= TEXT EXCERPT =
■ ■ ■ ■ ■ ■ ■

I saw your latest movie, The Single Moms Club, advertised on TV a couple of weeks ago. As a single mom myself, I was naturally intrigued yet doubtful that my kind of single mom -- a single mother by choice -- would be represented.
As single moms go, we are still very much in the minority, though our numbers are increasing. My guess was that you -- the creator and performer of the outrageous Madea -- might not know about SMCs or, if you had heard of them, would choose to ignore them when assembling a group of single mothers. Please don't take offense. It would hardly be the first time someone in the entertainment field overlooked the SMC!
So let me first apologize for my ignorance about you. Indeed, I was happily surprised to look up at the big screen and see the talented Wendy McLendon-Covey (Beverly on The Goldbergs) proudly state in an early scene of your movie that she (Jan) was a single mother by choice.
Fantastic! Of five single mothers prominently featured, one of them was an SMC. Kudos to you, Mr. Perry.
Let me take another moment to make a second admission. I have never watched any of your other films. I've seen Madea in commercials and trailers, of course, and not found that over-the-top brand of humor my cup of tea, so to speak. Thus, I have not taken the time to go to any of your movies until now. Suffice it to say, my expectations for The Single Moms Club were low.
Again you happily surprised me. I enjoyed it. I liked the premise: five stressed-out single moms whose children are getting in trouble in school are told to work together on a school project. Though they are very different, they learn to take comfort in the sisterhood they create together. I liked the cast. I liked the dilemmas the women and children faced. (In other words, I found them believable.) And I liked the poignant resolution to the lost-boy story.
Some aspects of the film bothered me a little, but I'll forgive you because I understand this is Hollywood. You needed a crowd-pleasing ending for your feel-good film. You needed to make things more simplistic than they would be in real life as you only had so many minutes of screen time with which to work. I get it. You weren't making Inception after all.

■ ■ ■ ■ ■ ■ ■

= WORK TASK =
Please copy word for word the stretch of the open letter about The Single Moms Club above that starts at "As single moms" and stops after "overlooked the SMC!".

■ ■ ■ ■ ■ ■ ■

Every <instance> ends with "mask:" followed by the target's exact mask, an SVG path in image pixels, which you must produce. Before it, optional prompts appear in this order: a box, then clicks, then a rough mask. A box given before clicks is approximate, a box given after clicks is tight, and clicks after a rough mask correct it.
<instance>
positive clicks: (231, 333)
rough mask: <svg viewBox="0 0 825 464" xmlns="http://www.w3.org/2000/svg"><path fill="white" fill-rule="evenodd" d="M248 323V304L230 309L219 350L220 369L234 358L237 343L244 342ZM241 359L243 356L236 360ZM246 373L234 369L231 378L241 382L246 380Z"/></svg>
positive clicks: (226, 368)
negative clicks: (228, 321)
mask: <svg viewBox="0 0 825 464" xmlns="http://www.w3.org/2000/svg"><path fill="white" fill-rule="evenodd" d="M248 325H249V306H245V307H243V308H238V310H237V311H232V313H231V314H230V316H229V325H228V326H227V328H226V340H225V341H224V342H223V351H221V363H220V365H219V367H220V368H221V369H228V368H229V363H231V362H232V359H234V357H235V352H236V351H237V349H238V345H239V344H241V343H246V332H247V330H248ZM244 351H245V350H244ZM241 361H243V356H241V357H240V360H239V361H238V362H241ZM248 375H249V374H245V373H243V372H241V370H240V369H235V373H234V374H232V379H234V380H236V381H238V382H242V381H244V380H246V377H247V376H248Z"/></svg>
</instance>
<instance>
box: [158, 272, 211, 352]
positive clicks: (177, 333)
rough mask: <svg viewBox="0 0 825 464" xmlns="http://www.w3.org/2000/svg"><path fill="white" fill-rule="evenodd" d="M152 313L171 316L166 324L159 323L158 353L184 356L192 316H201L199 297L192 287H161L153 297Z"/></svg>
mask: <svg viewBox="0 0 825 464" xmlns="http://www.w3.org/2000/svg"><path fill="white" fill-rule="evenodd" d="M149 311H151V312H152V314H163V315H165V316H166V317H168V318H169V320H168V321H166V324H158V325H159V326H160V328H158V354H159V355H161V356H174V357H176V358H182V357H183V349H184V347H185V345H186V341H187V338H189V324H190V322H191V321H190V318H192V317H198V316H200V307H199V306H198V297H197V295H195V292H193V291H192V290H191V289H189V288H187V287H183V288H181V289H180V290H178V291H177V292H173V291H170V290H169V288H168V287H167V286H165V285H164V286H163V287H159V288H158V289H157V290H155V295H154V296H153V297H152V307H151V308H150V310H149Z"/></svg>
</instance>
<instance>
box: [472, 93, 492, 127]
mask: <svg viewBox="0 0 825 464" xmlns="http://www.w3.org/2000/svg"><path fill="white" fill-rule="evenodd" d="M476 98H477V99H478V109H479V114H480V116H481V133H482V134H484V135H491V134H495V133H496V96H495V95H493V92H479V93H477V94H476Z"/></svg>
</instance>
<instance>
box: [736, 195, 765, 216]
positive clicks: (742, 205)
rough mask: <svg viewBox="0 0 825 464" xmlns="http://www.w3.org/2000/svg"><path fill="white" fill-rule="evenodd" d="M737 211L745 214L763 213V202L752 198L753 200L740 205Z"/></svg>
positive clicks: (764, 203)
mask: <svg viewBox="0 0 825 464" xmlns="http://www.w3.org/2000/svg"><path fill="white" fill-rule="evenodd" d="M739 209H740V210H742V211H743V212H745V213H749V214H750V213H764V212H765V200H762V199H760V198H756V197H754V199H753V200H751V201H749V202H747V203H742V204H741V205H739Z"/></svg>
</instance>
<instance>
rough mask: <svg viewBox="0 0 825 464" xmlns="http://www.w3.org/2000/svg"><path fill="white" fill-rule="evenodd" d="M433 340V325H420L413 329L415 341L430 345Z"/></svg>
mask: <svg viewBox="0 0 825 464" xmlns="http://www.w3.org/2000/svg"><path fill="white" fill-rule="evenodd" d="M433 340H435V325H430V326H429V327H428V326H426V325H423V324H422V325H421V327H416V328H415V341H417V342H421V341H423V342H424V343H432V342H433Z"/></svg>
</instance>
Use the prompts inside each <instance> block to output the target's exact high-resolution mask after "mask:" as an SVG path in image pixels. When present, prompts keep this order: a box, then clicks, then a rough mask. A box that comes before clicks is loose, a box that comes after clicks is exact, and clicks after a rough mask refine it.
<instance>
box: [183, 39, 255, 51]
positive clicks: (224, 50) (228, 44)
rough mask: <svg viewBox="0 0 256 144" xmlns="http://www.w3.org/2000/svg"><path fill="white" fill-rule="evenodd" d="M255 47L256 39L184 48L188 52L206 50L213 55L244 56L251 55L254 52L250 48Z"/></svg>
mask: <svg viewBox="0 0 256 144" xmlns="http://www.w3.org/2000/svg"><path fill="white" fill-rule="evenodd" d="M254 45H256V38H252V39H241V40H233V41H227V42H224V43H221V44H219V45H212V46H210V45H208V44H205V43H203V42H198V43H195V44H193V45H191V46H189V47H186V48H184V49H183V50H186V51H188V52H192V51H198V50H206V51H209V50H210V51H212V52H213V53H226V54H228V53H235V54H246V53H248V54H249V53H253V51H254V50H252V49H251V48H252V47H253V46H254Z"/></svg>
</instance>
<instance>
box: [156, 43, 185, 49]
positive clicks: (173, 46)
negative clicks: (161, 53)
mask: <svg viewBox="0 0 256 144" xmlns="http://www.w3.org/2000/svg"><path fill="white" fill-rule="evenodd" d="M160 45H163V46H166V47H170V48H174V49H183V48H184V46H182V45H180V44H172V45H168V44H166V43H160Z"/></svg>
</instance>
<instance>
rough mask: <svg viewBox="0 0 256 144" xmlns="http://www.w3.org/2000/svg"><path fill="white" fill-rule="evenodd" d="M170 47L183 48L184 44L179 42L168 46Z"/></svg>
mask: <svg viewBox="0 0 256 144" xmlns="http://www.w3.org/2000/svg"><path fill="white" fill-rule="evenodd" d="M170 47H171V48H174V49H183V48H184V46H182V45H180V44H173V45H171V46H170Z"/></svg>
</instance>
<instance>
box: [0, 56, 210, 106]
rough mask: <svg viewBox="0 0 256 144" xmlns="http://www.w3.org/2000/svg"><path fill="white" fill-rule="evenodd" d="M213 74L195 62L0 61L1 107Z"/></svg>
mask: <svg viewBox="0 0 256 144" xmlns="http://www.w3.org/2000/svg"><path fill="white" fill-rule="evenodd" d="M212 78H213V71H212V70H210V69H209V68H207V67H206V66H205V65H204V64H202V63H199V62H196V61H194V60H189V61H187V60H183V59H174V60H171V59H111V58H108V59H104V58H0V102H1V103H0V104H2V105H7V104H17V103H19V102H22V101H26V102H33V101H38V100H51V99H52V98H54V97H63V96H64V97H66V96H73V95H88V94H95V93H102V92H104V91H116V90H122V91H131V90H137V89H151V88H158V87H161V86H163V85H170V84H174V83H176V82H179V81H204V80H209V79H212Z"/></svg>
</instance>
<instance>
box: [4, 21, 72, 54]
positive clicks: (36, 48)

■ ■ ■ ■ ■ ■ ■

= ANSWER TO THIS PROBLEM =
As single moms go, we are still very much in the minority, though our numbers are increasing. My guess was that you -- the creator and performer of the outrageous Madea -- might not know about SMCs or, if you had heard of them, would choose to ignore them when assembling a group of single mothers. Please don't take offense. It would hardly be the first time someone in the entertainment field overlooked the SMC!